**EXCERPTED PASSAGE**
Berkshire Hills Bancorp, Inc. Executive Compensation Proposal Luke D. Kettles

EX-10.3 5 a2222050zex-10_3.htm EX-10.3

Exhibit 10.3

 

Berkshire Hills Bancorp, Inc.
Executive Compensation Proposal

 

Luke D. Kettles

 

Overview:

 

As you know, Berkshire Hills Bancorp, Inc. (“Berkshire”) has entered into an Agreement and Plan of Merger between Berkshire and Hampden Bancorp, Inc. (“Hampden”), dated as of November 3, 2014. This proposal describes your current agreement and the proposal for your future compensation.

 

Current Arrangements:

 

·                  Change in Control Agreement - Your change in control agreement provides for a lump sum cash payment equal to two (2) times your prior five-year “annual compensation” (as defined in the change in control agreement) and up to 18 months of continued health, dental and disability insurance at no cost to you, if following a Change in Control your employment is terminated Without Cause or With Good Reason.   In addition, if you are offered employment that is comparable in terms of compensation and responsibilities, and you remain employed for six (6) months, you will receive a lump sum payment equal to 3 months base salary.

 

·                  You are also subject to certain non-competition and non-solicitation obligations for six (6) months following your termination of employment under the change in control agreement.

 

·                  Salary Continuation Agreement - You also participate in an executive salary continuation agreement. Under the terms of that agreement, upon a termination of employment prior to age 65, you are entitled to the vested portion of the accounting accrual, payable in a lump sum.

 

Proposed Compensation Arrangements:

 

·                  Effective on the closing date of the merger, you will be employed by Berkshire as Commercial Regional Leader for the Pioneer Valley. Your initial base salary will be $225,000.

 

·                  Effective on the closing date of the merger, you will participate in Berkshire’s change in control severance plan on similar terms as other similarly situated officers (and with the same two year change in control multiple as provided under your current agreement).

**DATA EXTRACT**

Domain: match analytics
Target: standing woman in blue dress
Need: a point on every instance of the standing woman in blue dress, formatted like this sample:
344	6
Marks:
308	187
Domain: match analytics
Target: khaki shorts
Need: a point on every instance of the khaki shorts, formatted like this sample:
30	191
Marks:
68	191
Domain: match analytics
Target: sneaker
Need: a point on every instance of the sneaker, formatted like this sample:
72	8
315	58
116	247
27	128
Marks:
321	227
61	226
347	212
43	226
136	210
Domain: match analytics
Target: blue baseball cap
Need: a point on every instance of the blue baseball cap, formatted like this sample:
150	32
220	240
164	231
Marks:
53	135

**TO BE DONE**
According to the compensation proposal, what position and initial base salary will Luke D. Kettles have at Berkshire once the merger closes?

**TASK SOLUTION**
Commercial Regional Leader for the Pioneer Valley, with an initial base salary of $225,000.